* **Text block**
┏━━
I would never, EVER, wait a year to bathe my dogs. I bathe all my dogs at LEAST once a month, usually twice during the summer months or anytime my dog gets muddy or extra dirty from outdoor activity. It all just depends. You could bathe your dog every week but I wouldn't use shampoo each time as I've been told it is not good on the dog's coat/skin.


----------



## ThoseWordsAtBest (Mar 18, 2009)

Depends on your breed of choice. We bathe our Elkhound twice a year IF that. Otherwise I just wash his paws off if he's muddy. 

Unless he rolls in cat poop.


----------



## DJEtzel (Dec 28, 2009)

Some dogs don't need as frequent baths. GSDs don't need them very often, and a few times a year would suffice if they weren't swimming and getting muddy or anything. I wouldn't bath a dog if he didn't need it. I doubt your dog would need a bath once a week. Once a month would be more realistic. 

Although, we bathe my GSD once every week or two with an oatmeal shampoo to help his skin and allergies with no harm done. If you're using a good shampoo, it won't harm the dog doing it often, but I don't see a reason to do it.


----------



## Zealex (Jun 5, 2010)

Isn't there two types of corgis?


----------



## DJEtzel (Dec 28, 2009)

Zealex said:


> Isn't there two types of corgis?


yes. the only difference that i know about is the tail. There are Pembroke Welsh Corgis and Cardigan Welsh Corgis. I cannot remember which has the tail. Pembrokes I think?


----------



## ThoseWordsAtBest (Mar 18, 2009)

Sizzledog would be the one to ask about Corgis.


----------



## Zealex (Jun 5, 2010)
┗━━
* **Provided data**
┏━━
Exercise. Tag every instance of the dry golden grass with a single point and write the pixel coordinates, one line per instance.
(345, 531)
┗━━
* **Work to complete**
Repeat the dog-bathing thread word for word, starting at "I would never, EVER, wait" and ending at "in cat poop.". The material comes from a different source than the dog-bathing thread.

* **Task response**
I would never, EVER, wait a year to bathe my dogs. I bathe all my dogs at LEAST once a month, usually twice during the summer months or anytime my dog gets muddy or extra dirty from outdoor activity. It all just depends. You could bathe your dog every week but I wouldn't use shampoo each time as I've been told it is not good on the dog's coat/skin.


----------



## ThoseWordsAtBest (Mar 18, 2009)

Depends on your breed of choice. We bathe our Elkhound twice a year IF that. Otherwise I just wash his paws off if he's muddy. 

Unless he rolls in cat poop.